Data entries:
▬▬▬▬▬▬
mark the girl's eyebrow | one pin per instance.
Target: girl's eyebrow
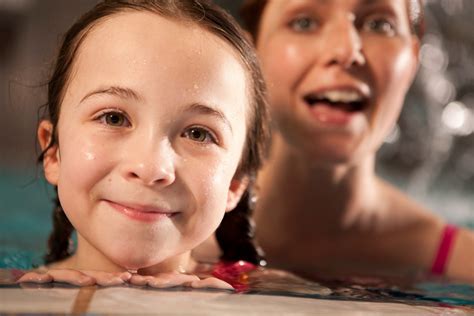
(121, 92)
(208, 110)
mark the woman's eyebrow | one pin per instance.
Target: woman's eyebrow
(199, 108)
(121, 92)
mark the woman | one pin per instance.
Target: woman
(337, 73)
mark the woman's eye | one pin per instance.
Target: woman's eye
(379, 25)
(115, 119)
(303, 24)
(199, 134)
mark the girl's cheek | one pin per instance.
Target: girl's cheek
(84, 160)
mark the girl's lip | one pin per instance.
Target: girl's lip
▬▬▬▬▬▬
- [YOUR TASK] Look through the lines above and collect those with the word "instance".

- [FINAL ANSWER]
mark the girl's eyebrow | one pin per instance.
mark the woman's eyebrow | one pin per instance.
mark the woman | one pin per instance.
mark the woman's eye | one pin per instance.
mark the girl's cheek | one pin per instance.
mark the girl's lip | one pin per instance.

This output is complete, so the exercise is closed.